Copy the entries below exactly, from their first line up to and including the line that contains "pixel 569 361".

==== Raw data

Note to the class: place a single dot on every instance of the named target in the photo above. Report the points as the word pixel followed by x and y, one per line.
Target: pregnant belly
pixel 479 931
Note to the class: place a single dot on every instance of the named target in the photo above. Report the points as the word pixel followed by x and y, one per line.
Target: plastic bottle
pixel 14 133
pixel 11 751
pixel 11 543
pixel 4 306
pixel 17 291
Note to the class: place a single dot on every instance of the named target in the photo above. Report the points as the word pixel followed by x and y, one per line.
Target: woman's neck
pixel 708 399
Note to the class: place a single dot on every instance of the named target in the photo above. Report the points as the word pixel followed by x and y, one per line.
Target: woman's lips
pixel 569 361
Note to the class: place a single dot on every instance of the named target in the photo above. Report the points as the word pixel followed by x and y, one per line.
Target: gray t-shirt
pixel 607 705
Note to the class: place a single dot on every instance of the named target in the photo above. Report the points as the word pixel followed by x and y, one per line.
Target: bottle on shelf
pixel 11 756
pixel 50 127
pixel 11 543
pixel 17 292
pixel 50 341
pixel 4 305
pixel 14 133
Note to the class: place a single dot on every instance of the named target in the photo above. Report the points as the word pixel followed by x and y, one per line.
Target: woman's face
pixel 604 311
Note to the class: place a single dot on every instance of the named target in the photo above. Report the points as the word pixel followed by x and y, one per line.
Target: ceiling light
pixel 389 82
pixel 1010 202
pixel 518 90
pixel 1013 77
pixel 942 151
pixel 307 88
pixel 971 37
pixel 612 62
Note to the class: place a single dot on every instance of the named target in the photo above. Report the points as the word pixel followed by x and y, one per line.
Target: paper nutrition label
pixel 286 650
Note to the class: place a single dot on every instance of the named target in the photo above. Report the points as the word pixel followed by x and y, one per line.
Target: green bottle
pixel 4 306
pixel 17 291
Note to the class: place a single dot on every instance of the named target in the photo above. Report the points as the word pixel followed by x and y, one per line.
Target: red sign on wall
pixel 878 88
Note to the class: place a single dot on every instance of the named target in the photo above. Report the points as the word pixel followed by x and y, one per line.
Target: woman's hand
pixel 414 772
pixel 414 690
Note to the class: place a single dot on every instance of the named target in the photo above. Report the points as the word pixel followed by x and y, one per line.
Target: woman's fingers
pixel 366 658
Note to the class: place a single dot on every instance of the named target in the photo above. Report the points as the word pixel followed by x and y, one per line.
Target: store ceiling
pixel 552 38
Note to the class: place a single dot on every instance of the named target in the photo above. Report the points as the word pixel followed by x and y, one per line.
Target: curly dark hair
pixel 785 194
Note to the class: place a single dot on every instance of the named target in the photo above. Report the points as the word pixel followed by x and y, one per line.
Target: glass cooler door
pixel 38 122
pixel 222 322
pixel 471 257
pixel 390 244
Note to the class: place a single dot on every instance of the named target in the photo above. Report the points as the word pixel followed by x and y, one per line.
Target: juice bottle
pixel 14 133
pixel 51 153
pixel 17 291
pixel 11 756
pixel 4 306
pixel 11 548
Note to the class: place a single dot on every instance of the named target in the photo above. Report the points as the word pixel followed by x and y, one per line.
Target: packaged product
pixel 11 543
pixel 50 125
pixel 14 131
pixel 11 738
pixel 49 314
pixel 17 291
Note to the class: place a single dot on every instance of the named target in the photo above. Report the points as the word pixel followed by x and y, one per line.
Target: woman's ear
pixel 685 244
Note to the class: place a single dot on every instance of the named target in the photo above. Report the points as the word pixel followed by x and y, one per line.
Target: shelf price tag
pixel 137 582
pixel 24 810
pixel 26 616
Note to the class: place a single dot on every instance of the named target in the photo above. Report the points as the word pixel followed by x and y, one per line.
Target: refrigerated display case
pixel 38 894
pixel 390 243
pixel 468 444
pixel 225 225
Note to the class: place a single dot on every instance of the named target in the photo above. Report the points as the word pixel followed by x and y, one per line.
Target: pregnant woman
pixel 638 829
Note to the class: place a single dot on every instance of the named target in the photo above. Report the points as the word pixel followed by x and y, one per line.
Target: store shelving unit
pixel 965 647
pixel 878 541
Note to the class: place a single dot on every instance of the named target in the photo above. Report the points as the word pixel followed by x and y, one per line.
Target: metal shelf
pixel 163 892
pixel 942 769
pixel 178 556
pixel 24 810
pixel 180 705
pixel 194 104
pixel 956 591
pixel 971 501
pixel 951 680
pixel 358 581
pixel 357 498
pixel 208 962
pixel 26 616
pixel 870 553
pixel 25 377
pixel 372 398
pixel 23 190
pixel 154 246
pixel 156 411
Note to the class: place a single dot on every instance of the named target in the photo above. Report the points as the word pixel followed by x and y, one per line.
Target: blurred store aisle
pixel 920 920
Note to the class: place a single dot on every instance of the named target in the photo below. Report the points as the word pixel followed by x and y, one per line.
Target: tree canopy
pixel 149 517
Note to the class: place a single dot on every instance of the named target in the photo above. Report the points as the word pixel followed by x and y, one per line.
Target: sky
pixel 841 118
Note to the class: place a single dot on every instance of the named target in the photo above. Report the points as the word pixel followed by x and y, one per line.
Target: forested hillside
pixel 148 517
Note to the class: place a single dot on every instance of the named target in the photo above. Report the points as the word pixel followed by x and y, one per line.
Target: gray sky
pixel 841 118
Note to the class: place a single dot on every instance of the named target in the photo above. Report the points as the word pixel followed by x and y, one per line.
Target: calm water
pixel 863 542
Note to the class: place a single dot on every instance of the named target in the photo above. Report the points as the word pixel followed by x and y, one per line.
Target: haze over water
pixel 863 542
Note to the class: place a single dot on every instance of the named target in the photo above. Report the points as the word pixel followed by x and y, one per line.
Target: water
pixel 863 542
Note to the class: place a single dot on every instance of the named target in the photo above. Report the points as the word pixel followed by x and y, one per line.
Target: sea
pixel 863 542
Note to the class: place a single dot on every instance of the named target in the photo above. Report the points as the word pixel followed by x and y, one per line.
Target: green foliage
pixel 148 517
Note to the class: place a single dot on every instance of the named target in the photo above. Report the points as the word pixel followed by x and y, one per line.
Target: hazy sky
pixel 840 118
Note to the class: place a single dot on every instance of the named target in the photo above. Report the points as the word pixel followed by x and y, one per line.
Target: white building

========

■ Written reply:
Note to the class: place a single dot on every instance of the named target in the photo above. Report the points as the word pixel followed by x and y, one per line.
Target: pregnant belly
pixel 479 931
Note to the class: place a single dot on every instance of the named target in the photo above. Report the points as the word pixel followed by x and y, one per line.
Target: plastic bottle
pixel 14 133
pixel 11 751
pixel 11 543
pixel 4 306
pixel 17 291
Note to the class: place a single dot on every instance of the named target in the photo above. Report the points as the word pixel followed by x and y, one per line.
Target: woman's neck
pixel 708 399
Note to the class: place a single dot on every instance of the named target in the photo above. Report the points as the word pixel followed by x and y, one per line.
Target: woman's lips
pixel 569 361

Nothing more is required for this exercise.